> **Recorded information**
******************************
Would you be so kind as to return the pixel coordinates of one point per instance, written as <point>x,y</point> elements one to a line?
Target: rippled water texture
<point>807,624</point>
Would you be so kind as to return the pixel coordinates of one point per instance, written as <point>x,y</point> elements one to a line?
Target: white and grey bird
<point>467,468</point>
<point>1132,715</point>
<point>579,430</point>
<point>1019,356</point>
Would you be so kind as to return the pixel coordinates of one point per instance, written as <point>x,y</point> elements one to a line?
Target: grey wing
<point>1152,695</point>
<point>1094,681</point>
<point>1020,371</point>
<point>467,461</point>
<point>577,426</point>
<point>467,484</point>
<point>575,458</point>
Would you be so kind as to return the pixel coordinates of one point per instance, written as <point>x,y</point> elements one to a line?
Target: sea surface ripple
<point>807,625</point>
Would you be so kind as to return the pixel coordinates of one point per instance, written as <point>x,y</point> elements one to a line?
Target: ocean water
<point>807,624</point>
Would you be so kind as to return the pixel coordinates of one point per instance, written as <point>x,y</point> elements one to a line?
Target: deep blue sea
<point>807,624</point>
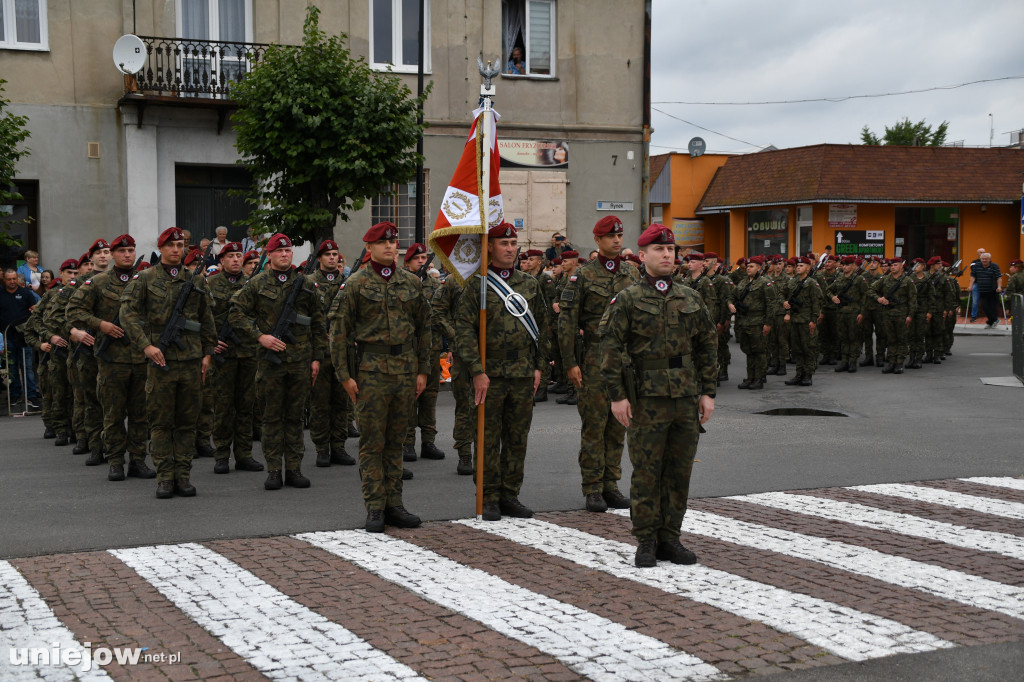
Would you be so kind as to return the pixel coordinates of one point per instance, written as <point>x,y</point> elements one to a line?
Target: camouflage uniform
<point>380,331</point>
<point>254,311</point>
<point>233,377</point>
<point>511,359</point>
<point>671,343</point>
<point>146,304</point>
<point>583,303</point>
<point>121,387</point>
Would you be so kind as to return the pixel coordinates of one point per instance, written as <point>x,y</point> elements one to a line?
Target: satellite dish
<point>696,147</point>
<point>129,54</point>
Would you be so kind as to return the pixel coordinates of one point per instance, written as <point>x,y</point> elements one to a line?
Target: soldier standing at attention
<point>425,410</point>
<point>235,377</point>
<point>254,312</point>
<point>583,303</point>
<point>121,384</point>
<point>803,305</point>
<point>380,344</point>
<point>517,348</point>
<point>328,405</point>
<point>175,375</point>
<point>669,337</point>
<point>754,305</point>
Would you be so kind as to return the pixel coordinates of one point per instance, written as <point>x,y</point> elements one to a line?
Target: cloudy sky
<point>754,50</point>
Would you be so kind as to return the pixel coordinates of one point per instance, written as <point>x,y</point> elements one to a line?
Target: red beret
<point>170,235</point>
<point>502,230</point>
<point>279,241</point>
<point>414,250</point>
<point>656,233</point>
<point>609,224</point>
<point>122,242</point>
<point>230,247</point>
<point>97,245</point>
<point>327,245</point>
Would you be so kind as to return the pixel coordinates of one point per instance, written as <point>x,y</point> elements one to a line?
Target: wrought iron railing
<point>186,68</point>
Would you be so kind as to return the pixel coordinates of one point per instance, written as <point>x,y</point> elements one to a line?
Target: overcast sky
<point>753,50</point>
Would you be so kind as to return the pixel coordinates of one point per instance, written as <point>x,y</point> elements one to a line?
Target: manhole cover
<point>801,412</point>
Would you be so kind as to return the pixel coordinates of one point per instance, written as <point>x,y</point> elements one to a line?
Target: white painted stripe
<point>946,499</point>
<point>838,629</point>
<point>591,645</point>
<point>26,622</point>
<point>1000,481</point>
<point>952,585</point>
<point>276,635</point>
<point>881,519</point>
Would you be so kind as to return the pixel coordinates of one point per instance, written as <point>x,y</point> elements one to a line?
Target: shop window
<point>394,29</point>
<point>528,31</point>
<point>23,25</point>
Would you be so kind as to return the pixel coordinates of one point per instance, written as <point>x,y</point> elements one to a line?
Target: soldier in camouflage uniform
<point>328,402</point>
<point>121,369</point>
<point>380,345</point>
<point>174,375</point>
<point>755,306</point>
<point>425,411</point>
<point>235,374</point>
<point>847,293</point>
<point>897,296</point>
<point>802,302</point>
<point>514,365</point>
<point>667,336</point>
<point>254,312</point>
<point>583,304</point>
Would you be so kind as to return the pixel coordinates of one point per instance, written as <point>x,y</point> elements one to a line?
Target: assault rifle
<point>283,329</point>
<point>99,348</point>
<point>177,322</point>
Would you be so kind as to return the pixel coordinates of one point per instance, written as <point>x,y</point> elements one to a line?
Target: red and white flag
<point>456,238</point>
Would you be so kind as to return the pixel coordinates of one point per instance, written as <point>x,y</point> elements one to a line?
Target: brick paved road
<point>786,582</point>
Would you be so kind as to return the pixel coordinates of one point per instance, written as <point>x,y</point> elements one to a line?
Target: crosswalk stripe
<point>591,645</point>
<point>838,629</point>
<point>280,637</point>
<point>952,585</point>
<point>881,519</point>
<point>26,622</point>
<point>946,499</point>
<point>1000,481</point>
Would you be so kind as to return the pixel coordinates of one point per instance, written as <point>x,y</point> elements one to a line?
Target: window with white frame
******************************
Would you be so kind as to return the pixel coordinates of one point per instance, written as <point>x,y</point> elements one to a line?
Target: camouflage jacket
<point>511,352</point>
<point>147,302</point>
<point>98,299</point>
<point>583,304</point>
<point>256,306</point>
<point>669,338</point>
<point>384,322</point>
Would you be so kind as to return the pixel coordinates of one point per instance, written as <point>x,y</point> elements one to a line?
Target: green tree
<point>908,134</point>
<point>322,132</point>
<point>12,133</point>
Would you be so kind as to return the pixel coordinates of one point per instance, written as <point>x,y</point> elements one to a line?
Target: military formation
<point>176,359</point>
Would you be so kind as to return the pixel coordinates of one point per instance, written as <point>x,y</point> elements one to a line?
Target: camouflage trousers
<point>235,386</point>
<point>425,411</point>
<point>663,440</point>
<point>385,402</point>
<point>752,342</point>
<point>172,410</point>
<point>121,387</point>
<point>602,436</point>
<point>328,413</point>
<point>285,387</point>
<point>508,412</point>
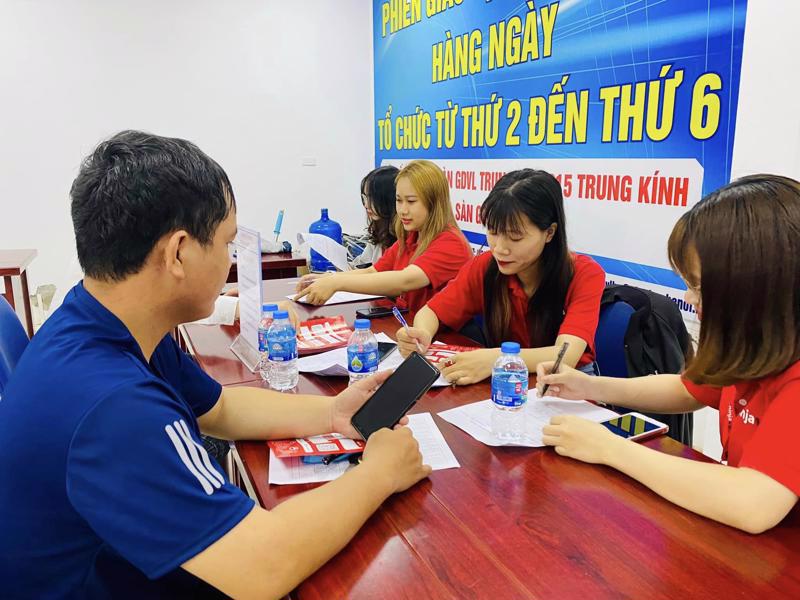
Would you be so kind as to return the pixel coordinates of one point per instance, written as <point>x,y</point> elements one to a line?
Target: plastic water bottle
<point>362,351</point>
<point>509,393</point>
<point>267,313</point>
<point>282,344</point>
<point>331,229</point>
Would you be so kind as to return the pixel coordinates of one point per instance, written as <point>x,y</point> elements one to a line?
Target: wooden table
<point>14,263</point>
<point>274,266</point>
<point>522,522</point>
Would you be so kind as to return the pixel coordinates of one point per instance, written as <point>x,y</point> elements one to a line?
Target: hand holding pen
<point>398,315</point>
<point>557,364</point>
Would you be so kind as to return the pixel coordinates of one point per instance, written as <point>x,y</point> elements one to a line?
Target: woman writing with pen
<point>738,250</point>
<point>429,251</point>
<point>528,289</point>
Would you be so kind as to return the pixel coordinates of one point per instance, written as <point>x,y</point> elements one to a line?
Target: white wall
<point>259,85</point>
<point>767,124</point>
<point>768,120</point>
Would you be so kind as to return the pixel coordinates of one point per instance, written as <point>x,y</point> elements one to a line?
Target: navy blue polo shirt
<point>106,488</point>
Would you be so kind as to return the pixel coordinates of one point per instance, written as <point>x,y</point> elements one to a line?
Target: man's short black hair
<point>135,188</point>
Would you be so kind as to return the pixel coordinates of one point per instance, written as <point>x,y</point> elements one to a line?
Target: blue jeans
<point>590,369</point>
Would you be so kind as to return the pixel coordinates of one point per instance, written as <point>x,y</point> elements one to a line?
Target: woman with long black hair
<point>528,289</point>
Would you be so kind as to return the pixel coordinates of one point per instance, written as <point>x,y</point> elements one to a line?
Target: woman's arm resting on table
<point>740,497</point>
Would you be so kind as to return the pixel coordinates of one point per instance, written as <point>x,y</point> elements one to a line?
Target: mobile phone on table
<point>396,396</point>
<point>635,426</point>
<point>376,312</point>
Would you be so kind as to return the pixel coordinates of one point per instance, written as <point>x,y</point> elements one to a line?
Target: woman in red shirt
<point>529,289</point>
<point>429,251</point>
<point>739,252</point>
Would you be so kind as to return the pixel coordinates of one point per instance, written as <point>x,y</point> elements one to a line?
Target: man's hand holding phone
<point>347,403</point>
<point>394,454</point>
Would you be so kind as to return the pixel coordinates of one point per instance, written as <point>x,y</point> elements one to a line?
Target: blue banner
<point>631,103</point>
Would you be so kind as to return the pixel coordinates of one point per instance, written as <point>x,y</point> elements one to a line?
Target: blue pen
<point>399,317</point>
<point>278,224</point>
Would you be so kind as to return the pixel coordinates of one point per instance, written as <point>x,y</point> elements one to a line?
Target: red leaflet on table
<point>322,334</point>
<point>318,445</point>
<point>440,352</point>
******************************
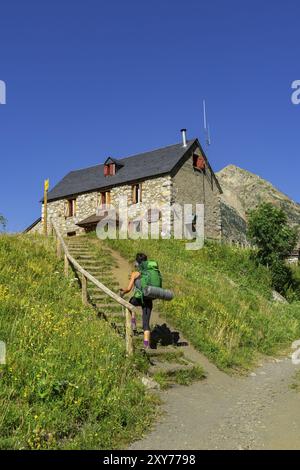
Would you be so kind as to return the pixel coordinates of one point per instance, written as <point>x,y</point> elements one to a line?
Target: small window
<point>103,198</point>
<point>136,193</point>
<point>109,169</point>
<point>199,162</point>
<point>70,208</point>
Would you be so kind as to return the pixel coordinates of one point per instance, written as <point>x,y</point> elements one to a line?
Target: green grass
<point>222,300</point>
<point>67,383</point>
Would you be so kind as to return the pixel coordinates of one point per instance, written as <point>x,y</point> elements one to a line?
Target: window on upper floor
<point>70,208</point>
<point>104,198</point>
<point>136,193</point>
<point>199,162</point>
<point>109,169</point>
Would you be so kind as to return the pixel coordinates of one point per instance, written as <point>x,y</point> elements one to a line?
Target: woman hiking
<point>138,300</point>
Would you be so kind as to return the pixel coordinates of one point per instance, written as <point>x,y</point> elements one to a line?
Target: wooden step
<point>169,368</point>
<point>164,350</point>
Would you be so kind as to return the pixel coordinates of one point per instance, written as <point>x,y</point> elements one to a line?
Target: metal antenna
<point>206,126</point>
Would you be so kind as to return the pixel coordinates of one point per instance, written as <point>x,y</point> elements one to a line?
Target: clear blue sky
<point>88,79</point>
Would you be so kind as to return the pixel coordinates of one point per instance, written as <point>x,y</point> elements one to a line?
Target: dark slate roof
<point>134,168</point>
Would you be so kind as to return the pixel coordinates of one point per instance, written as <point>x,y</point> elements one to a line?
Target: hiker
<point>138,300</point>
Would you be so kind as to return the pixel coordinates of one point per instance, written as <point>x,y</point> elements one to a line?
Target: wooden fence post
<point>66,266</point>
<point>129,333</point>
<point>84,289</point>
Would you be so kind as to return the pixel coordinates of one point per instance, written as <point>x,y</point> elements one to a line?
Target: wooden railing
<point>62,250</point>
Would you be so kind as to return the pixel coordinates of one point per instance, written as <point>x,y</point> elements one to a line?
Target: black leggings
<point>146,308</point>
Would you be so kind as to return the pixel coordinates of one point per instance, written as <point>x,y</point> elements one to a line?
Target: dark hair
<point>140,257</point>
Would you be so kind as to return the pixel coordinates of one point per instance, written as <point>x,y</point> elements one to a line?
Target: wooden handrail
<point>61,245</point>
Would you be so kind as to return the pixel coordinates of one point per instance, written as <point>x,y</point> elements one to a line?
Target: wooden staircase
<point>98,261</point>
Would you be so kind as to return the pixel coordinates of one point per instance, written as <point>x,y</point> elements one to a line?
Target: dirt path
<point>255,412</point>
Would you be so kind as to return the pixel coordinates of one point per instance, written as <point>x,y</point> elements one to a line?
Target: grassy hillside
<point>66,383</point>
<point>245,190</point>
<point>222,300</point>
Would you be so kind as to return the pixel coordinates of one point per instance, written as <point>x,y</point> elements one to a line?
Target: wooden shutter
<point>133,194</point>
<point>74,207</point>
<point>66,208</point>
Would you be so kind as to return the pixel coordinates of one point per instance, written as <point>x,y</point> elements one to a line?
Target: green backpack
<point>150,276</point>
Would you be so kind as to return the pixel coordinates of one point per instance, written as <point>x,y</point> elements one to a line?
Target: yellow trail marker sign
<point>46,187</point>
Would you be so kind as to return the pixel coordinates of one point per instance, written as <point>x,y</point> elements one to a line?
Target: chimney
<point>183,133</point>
******************************
Pull out every line in the entries above that contains the word "with". Case must match.

> **Solution to the exercise**
Target: window with white frame
Target: woman writing with pen
Target: woman with long black hair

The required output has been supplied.